RECORDS SHOWN:
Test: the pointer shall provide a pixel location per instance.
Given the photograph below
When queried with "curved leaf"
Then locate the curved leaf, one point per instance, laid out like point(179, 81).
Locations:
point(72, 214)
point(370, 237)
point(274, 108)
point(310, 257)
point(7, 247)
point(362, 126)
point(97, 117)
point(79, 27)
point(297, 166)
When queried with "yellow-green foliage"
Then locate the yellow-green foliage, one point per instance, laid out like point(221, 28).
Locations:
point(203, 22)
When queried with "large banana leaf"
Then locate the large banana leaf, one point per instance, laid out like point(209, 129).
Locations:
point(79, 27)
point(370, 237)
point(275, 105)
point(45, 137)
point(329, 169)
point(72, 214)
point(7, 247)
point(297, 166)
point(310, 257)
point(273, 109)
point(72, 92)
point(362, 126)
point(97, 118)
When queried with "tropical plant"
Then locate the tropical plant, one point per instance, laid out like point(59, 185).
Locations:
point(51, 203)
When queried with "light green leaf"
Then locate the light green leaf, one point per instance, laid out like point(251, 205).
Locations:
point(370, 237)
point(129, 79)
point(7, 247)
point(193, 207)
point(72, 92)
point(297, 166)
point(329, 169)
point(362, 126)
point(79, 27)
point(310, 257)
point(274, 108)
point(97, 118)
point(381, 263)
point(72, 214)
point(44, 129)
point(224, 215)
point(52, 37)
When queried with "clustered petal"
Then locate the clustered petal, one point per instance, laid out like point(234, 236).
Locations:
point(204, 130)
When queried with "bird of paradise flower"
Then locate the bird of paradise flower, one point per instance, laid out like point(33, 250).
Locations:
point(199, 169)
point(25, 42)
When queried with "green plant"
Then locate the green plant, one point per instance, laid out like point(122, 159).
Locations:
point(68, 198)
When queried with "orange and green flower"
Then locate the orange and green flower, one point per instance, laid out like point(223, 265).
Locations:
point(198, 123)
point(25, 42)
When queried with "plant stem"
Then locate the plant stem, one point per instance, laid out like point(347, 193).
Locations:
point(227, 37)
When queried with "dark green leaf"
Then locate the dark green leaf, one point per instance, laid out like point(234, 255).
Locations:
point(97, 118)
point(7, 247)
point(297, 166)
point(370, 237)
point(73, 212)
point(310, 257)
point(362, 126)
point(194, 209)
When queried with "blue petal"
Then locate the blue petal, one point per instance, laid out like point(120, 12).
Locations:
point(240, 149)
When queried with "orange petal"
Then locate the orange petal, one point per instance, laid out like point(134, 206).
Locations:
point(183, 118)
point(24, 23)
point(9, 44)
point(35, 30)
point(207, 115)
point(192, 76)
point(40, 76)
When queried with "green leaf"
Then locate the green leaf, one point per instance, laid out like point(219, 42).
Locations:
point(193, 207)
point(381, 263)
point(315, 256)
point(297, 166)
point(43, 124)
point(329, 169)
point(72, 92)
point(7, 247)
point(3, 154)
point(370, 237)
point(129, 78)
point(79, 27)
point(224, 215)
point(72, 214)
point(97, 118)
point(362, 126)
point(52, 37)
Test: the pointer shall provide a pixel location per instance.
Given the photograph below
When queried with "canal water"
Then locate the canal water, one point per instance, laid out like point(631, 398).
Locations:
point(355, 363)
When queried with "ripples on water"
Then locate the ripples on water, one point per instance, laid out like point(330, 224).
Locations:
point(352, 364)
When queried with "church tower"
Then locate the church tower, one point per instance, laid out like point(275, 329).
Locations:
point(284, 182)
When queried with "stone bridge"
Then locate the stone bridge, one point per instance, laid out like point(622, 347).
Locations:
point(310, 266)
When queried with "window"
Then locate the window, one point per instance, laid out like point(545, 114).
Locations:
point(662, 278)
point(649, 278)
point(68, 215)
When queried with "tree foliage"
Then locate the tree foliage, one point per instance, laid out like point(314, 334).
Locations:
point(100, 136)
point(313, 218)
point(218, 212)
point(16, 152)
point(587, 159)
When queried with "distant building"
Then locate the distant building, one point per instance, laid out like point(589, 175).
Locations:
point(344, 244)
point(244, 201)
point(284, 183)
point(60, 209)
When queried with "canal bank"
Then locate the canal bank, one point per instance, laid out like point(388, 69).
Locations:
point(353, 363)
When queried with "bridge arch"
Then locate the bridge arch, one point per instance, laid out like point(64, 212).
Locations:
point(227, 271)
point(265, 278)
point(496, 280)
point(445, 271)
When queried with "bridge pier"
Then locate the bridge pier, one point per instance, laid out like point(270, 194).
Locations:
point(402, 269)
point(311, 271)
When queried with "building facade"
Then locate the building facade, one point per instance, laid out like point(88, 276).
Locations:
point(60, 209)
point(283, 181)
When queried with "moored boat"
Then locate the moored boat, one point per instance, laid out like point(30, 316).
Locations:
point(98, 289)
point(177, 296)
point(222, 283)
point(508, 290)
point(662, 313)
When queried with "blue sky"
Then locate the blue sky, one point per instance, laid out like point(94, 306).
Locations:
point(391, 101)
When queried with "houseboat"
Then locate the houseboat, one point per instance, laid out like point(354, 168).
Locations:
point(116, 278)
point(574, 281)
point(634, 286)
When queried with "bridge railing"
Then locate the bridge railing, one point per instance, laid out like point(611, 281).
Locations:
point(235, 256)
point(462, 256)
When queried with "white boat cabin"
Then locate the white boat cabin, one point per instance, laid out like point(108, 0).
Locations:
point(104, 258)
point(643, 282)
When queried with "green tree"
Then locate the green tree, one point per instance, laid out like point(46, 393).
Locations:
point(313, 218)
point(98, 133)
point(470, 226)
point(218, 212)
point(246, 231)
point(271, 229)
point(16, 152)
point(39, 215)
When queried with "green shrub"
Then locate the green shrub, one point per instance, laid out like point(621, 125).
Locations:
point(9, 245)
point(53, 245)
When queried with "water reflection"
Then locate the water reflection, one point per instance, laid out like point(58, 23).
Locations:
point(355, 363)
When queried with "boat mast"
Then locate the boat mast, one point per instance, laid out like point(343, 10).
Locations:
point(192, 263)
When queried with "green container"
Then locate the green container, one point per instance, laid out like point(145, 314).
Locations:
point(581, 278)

AIM: Count the lines in the records above that contain the word "moored". Reply with the number only.

WRITTEN RESPONSE: 2